Locate and copy each line in the data that contains the word "instance".

### DATA FOR REVIEW
---+---

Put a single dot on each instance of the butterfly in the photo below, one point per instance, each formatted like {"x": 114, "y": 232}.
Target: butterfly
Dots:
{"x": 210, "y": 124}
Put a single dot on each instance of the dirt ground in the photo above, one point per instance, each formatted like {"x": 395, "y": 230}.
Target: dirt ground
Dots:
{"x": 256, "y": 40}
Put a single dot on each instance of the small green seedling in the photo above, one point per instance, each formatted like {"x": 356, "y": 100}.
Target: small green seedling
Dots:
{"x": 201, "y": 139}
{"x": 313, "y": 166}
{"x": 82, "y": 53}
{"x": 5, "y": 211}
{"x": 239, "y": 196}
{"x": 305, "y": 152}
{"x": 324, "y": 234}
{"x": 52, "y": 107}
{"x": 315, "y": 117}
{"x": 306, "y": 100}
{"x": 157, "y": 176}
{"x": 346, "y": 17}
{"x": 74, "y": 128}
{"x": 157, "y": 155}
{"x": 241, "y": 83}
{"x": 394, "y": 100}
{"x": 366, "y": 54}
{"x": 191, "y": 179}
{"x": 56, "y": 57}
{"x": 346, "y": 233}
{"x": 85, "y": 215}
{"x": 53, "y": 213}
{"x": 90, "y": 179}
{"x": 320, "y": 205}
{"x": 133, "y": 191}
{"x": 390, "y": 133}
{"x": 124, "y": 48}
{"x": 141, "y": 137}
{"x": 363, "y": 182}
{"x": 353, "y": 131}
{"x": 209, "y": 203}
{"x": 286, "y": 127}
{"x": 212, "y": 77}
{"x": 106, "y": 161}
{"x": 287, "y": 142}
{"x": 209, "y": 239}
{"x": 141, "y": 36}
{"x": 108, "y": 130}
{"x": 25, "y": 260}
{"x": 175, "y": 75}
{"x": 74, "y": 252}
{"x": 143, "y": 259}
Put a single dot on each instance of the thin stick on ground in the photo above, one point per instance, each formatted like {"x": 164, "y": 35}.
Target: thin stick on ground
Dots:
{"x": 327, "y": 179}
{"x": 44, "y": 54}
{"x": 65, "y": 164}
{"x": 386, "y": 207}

---+---

### THE ANSWER
Put a single dot on each instance of the butterfly in the photo below, one point per instance, each formatted like {"x": 114, "y": 232}.
Put a single dot on each instance of the dirt ground in the photo above, one point per instance, each formatted like {"x": 395, "y": 230}.
Put a single dot on each instance of the small green seedling in the photo above, one point per instance, each formatted like {"x": 356, "y": 100}.
Put a single dot on each instance of the thin stick on ground in the photo above, one point per instance, each formatted like {"x": 164, "y": 35}.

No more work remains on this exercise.